§ **The records**:

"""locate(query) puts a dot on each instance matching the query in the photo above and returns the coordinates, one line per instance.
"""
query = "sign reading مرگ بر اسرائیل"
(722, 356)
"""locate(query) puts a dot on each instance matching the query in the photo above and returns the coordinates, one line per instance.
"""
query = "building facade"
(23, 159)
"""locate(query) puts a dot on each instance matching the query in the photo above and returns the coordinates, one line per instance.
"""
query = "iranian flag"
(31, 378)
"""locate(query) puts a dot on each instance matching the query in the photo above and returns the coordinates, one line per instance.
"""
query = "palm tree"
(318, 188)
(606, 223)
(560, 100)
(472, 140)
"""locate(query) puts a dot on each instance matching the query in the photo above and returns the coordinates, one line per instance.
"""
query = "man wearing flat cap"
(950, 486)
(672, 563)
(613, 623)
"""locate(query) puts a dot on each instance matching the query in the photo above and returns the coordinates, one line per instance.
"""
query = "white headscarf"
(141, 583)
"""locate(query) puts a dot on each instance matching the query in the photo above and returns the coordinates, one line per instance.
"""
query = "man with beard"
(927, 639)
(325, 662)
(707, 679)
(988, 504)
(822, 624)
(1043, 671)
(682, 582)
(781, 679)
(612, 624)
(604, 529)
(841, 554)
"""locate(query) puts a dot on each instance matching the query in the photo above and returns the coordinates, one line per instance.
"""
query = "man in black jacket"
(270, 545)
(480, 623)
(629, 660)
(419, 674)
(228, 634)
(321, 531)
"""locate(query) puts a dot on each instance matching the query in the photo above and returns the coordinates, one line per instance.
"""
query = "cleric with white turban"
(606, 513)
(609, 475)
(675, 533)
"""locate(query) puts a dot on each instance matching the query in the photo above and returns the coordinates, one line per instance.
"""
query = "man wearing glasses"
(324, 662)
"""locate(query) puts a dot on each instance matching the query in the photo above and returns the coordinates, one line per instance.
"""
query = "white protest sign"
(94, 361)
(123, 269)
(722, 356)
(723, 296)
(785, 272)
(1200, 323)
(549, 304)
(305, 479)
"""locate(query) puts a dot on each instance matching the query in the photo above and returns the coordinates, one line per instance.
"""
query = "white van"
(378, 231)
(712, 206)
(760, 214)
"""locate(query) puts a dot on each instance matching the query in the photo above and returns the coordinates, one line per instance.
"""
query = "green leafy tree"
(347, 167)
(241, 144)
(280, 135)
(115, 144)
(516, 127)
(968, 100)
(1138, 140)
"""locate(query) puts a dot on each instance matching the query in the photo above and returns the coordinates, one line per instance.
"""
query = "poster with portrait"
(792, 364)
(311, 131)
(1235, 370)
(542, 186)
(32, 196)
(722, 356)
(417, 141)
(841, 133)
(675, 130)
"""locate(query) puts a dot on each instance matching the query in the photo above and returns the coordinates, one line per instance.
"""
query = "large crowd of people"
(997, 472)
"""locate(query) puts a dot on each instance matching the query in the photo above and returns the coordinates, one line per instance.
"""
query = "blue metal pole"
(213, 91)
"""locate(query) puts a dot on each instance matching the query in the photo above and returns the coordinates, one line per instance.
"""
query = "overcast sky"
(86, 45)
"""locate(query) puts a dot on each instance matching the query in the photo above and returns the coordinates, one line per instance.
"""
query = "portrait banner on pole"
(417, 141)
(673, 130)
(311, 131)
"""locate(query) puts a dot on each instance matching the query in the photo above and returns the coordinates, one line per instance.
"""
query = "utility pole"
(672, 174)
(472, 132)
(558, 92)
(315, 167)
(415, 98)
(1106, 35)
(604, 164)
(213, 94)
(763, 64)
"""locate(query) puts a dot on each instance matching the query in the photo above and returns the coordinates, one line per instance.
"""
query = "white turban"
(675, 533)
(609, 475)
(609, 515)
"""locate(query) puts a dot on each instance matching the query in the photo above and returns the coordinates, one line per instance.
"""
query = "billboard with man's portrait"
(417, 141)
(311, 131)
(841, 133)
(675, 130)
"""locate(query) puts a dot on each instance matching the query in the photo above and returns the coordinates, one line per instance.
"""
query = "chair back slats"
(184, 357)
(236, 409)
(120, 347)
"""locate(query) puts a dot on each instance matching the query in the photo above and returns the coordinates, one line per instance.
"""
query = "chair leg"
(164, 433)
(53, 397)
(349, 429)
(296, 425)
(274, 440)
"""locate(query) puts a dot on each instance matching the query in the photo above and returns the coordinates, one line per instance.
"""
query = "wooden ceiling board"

§ **Exercise aim**:
Reproduce the full listing above, character for character.

§ **Task response**:
"""locate(query) puts a dot on each instance matching the query in the photo above and returns the coordinates, one line per instance.
"""
query = "sign reading مرگ بر اسرائیل"
(722, 356)
"""locate(query) puts a dot on each instance matching the query in the photo above and returns the coordinates, one line per instance.
"""
query = "building facade"
(23, 159)
"""locate(query) puts a dot on each instance matching the query in the photo above and returns the coordinates, one line per instance.
"""
query = "iranian flag"
(31, 378)
"""locate(query) puts a dot on each instance matching the query in the photo above and returns the coordinates, one line per instance.
"""
query = "palm tree"
(318, 188)
(606, 223)
(560, 100)
(472, 140)
"""locate(query) puts a dot on each instance matching the query in the photo above and returns the coordinates, one line per instance.
"""
query = "man wearing flat cap"
(950, 486)
(672, 563)
(613, 623)
"""locate(query) puts a dot on each instance matching the query in the photo above and returns the coordinates, one line per instance.
"""
query = "white headscarf"
(141, 583)
"""locate(query) puts a dot on each instance matching the query in the photo above and returns the coordinates, one line per instance.
"""
query = "man with beard"
(927, 639)
(325, 662)
(707, 679)
(988, 504)
(822, 624)
(1043, 671)
(682, 582)
(781, 679)
(612, 624)
(604, 529)
(841, 554)
"""locate(query) puts a dot on each instance matching the query in the photo above and returns the coordinates, one line per instance.
"""
query = "man in black jacket"
(270, 545)
(480, 623)
(629, 660)
(419, 674)
(228, 634)
(321, 531)
"""locate(query) puts a dot on each instance matching the query in the photo above and returns the coordinates, one line per instance.
"""
query = "cleric with white turban"
(606, 513)
(609, 475)
(675, 533)
"""locate(query) puts a dot on each instance matching the query in the photo above and returns the coordinates, one line per instance.
"""
query = "man wearing glasses"
(324, 662)
"""locate(query) puts a dot on each instance matching the query in the photo above and returns the coordinates, one line per instance.
"""
query = "white protest sign"
(94, 361)
(123, 269)
(722, 356)
(723, 296)
(785, 272)
(1200, 323)
(549, 304)
(305, 479)
"""locate(query) puts a dot on each instance matching the query in the photo above and returns the coordinates, one line per instance.
"""
query = "white van"
(378, 231)
(712, 206)
(760, 214)
"""locate(query) puts a dot on each instance matching the query in the photo above and returns the coordinates, one line per instance.
"""
query = "green leafy tree"
(347, 167)
(241, 144)
(280, 135)
(115, 144)
(516, 127)
(968, 100)
(1138, 140)
"""locate(query) puts a dot on each instance matching the query in the photo above and returns the coordinates, one line per instance.
"""
query = "poster with portrait"
(792, 364)
(311, 131)
(1235, 370)
(542, 186)
(32, 196)
(722, 356)
(417, 141)
(841, 133)
(675, 130)
"""locate(query) puts a dot on each instance matching the query in the photo above and returns the coordinates, one line per instance.
"""
query = "large crowd of people"
(997, 472)
"""locate(query) puts a dot on each instance matching the query in the photo above and returns the coordinates, one line per instance.
"""
query = "blue metal pole"
(213, 91)
"""locate(query) puts a dot on each instance matching the query in the photo above and returns the coordinates, one line per instance.
"""
query = "overcast sky"
(86, 45)
"""locate(query) puts a dot on each instance matching the query in the photo above and returns the coordinates, one line per instance.
"""
query = "portrait banner on pole"
(417, 141)
(673, 130)
(311, 131)
"""locate(query) puts a dot on each instance matching the query in the photo above and returns the coordinates, one line per instance.
"""
query = "utility pole"
(672, 174)
(472, 132)
(558, 92)
(315, 167)
(415, 98)
(1106, 35)
(604, 164)
(213, 94)
(763, 64)
"""locate(query) puts a dot on each instance matching the query in the photo above and returns the coordinates, one line per instance.
"""
query = "white turban"
(675, 533)
(609, 475)
(609, 515)
"""locate(query) puts a dot on each instance matching the query in the photo above and returns the coordinates, one line per instance.
"""
query = "billboard with man's portrait"
(417, 141)
(311, 131)
(841, 133)
(675, 130)
"""locate(query) puts a dot on each instance matching the query in the photo above and returns the coordinates, one line per instance.
"""
query = "chair back slats"
(184, 357)
(236, 409)
(120, 347)
"""locate(query) puts a dot on each instance matching the query in the photo above and returns the coordinates, one line per instance.
"""
query = "chair leg"
(164, 433)
(53, 397)
(349, 429)
(296, 425)
(274, 440)
"""locate(query) puts a dot on each instance matching the query in the photo above and returns the coordinates, one line per instance.
"""
query = "wooden ceiling board"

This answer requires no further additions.